> [PROBLEM DETAILS] Exactly as written, output each of the entries below.

--*--

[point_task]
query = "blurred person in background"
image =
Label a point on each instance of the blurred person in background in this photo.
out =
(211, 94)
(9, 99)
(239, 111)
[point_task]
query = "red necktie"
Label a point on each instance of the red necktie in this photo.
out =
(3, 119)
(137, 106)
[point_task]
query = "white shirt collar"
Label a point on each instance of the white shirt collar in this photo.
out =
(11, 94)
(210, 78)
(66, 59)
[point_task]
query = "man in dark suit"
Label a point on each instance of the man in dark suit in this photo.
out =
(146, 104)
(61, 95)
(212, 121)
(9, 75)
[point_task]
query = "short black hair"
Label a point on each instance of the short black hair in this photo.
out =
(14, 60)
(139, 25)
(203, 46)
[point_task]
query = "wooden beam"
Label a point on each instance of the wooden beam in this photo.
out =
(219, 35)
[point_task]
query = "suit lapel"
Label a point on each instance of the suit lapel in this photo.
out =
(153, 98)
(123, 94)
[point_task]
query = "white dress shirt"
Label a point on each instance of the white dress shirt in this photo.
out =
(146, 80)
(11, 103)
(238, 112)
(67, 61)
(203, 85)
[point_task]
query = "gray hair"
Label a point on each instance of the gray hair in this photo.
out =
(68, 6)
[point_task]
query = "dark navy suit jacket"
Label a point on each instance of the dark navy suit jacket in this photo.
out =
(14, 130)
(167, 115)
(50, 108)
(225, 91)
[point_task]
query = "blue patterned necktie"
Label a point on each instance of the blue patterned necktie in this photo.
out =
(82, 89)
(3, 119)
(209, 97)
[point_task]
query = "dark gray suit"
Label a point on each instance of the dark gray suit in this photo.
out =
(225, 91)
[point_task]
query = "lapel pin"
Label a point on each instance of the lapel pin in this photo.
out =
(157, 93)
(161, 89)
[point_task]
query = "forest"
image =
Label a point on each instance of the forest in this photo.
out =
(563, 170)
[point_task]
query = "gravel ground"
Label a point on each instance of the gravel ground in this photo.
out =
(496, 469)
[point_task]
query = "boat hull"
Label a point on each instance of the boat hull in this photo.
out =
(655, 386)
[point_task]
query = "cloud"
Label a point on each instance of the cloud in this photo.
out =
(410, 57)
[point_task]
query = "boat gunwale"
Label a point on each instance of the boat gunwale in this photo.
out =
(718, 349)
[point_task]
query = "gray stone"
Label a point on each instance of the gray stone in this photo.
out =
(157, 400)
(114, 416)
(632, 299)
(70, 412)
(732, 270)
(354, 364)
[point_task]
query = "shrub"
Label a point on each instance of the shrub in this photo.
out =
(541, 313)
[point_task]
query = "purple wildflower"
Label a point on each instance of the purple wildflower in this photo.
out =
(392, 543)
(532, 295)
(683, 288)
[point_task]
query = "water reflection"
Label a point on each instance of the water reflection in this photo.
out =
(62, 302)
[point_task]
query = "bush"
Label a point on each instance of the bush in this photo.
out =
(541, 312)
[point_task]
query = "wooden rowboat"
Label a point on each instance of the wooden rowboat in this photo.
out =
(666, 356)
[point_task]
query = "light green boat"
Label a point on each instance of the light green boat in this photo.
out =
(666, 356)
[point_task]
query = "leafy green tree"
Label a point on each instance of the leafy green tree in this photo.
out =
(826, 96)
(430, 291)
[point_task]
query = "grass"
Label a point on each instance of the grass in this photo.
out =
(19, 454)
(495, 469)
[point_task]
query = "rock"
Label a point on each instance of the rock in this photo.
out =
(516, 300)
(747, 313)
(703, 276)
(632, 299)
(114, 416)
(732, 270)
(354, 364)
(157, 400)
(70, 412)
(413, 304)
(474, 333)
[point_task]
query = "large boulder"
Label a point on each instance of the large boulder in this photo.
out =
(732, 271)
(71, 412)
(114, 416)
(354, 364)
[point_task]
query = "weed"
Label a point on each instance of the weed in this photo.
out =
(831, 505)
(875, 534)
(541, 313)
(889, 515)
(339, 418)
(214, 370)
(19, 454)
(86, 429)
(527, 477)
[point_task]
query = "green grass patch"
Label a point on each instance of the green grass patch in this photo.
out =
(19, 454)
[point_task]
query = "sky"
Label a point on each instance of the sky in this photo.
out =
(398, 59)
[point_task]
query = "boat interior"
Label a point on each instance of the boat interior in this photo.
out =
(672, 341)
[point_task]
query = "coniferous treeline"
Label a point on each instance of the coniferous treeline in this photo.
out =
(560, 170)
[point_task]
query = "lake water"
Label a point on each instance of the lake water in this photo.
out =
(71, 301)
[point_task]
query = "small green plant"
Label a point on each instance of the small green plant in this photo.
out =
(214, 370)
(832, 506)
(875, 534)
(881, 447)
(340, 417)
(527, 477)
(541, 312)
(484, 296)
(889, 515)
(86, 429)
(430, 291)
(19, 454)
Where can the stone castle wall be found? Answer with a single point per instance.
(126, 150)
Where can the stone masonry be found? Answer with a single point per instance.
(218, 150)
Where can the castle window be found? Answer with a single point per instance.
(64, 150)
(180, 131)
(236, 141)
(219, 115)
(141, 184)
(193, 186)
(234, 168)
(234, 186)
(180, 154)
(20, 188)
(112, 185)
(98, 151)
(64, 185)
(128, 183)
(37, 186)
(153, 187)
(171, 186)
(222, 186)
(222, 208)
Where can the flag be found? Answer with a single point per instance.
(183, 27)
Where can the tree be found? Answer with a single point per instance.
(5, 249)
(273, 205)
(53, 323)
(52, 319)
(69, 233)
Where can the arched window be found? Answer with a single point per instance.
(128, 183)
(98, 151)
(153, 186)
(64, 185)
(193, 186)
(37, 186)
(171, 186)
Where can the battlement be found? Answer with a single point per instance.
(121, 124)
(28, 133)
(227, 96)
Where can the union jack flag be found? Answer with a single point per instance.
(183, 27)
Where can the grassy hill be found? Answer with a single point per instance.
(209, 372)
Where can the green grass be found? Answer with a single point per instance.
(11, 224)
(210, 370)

--*--

> [OUTPUT FOR THIS EXERCISE]
[point_task]
query = "blurred person in background"
image =
Label a point on each instance of the blurred person in background in this photo.
out =
(211, 94)
(9, 99)
(239, 111)
[point_task]
query = "red necktie"
Label a point on each instance of the red necktie in this photo.
out =
(3, 119)
(137, 106)
[point_task]
query = "white shirt collar"
Label a point on each instance of the white shirt collar in this photo.
out =
(11, 94)
(210, 78)
(66, 59)
[point_task]
query = "man in dark suit"
Label a point on each instance of the man in dark suit in this photo.
out =
(146, 104)
(61, 95)
(212, 121)
(9, 75)
[point_task]
query = "short black hair"
Label a point on each instance of the short black hair in this photo.
out =
(14, 60)
(139, 25)
(203, 46)
[point_task]
query = "wooden beam"
Label a point on each instance of the wooden beam in this photo.
out =
(219, 35)
[point_task]
query = "suit lapel"
Label a point on each instance of the suit lapel in this photo.
out =
(153, 98)
(123, 94)
[point_task]
query = "white dress shirt"
Label a point on each instance of the white dress shirt in this photo.
out =
(146, 80)
(11, 103)
(238, 112)
(67, 61)
(203, 85)
[point_task]
query = "gray hair"
Label a point on each instance of the gray hair in this photo.
out =
(68, 6)
[point_task]
query = "dark navy suit jacket"
Label a point on each instance of the dark navy suit jacket in this photo.
out =
(14, 130)
(167, 115)
(50, 108)
(225, 91)
[point_task]
query = "blue patterned necktie"
Label a point on each instance of the blue patterned necktie in this photo.
out =
(82, 89)
(3, 119)
(209, 97)
[point_task]
query = "dark gray suit"
Label a point on each instance of the dark gray suit in this photo.
out =
(225, 91)
[point_task]
query = "lapel pin"
Label a point on each instance of the lapel pin in this photo.
out =
(157, 93)
(161, 89)
[point_task]
query = "forest"
image =
Label a point on each instance of the forest in this photo.
out =
(563, 170)
[point_task]
query = "gravel ground"
Label a point on each instance of the gravel ground in this photo.
out =
(496, 469)
[point_task]
query = "boat hull"
Label a point on each instance of the boat hull in this photo.
out =
(655, 386)
[point_task]
query = "cloud"
Label a point on each instance of the cloud in this photo.
out =
(410, 57)
[point_task]
query = "boat gunwale"
Label a point on each instance of the boat gunwale in this photo.
out =
(718, 349)
[point_task]
query = "gray stone"
Label a point on each instance of the gray stone in this photo.
out =
(157, 400)
(114, 416)
(632, 299)
(70, 412)
(732, 270)
(354, 364)
[point_task]
query = "shrub"
Label a point on each instance of the shrub in this photo.
out =
(541, 313)
[point_task]
query = "purple wildflower"
Label a point on each instance of the purple wildflower in this photo.
out =
(392, 543)
(532, 295)
(683, 288)
[point_task]
query = "water reflection"
Label a point on each instance of the water reflection in this photo.
out =
(62, 302)
[point_task]
query = "bush"
Label a point on each instance of the bush in this photo.
out =
(541, 312)
[point_task]
query = "wooden rowboat"
Label a point on each instance of the wooden rowboat in this photo.
out =
(666, 356)
[point_task]
query = "light green boat"
Label a point on each instance of the light green boat in this photo.
out =
(666, 356)
[point_task]
query = "leafy green tree"
Label a point on each instance of the leafy green tree in this photo.
out =
(826, 96)
(430, 291)
[point_task]
query = "grass"
Label a point on each instance of the grass in this photo.
out =
(19, 454)
(495, 469)
[point_task]
query = "rock"
Label a point on each instance of the rock in this photo.
out =
(516, 300)
(747, 313)
(703, 276)
(632, 299)
(114, 416)
(732, 270)
(354, 364)
(157, 400)
(70, 412)
(413, 304)
(474, 333)
[point_task]
query = "large boulder"
Label a point on each instance of the large boulder in this photo.
out =
(732, 271)
(71, 412)
(114, 416)
(354, 364)
[point_task]
query = "weed"
Label a point on each instance of the weed in this photo.
out =
(831, 505)
(875, 534)
(541, 313)
(889, 515)
(339, 418)
(214, 370)
(19, 454)
(86, 429)
(527, 477)
[point_task]
query = "green grass patch"
Label a point on each instance of the green grass patch in this photo.
out =
(19, 454)
[point_task]
query = "sky"
Label a point on each instance of the sky in this photo.
out =
(398, 59)
[point_task]
query = "boat interior"
Label a point on each instance of the boat interior in this photo.
out =
(672, 341)
[point_task]
query = "coniferous treeline"
Label a point on each instance of the coniferous treeline in this photo.
out =
(560, 170)
[point_task]
query = "lake water"
Label a point on each instance of the lake water in this photo.
out =
(71, 301)
[point_task]
query = "small green plant"
Label a point on each instance of the small green plant in this photo.
out =
(214, 370)
(832, 506)
(875, 534)
(881, 447)
(340, 417)
(527, 477)
(541, 312)
(484, 296)
(889, 515)
(86, 429)
(430, 291)
(19, 454)
Where can the stone castle wall be found? Answer with a single point per instance.
(126, 150)
Where can the stone masonry be found? Answer with a single point per instance.
(218, 150)
Where can the castle window be found? Answer with a single point per instance.
(64, 150)
(180, 131)
(236, 141)
(219, 115)
(141, 184)
(193, 186)
(234, 168)
(234, 186)
(180, 154)
(20, 188)
(112, 185)
(98, 151)
(64, 185)
(128, 183)
(37, 186)
(153, 187)
(171, 186)
(222, 186)
(222, 208)
Where can the flag be found? Answer with a single point per instance.
(183, 27)
Where can the tree be found? Answer with a single point per instance.
(5, 249)
(273, 205)
(53, 323)
(52, 319)
(69, 233)
Where can the arched window be found? Answer with a single point per instance.
(128, 183)
(98, 151)
(153, 186)
(64, 185)
(193, 186)
(37, 186)
(171, 186)
Where can the battlement be found? Answer with a single point per instance.
(121, 124)
(28, 133)
(227, 96)
Where can the union jack flag be found? Answer with a single point per instance.
(183, 27)
Where can the grassy hill be found? Answer with a single point per instance.
(209, 372)
Where can the green grass be found? Answer with a single point per instance.
(11, 224)
(210, 370)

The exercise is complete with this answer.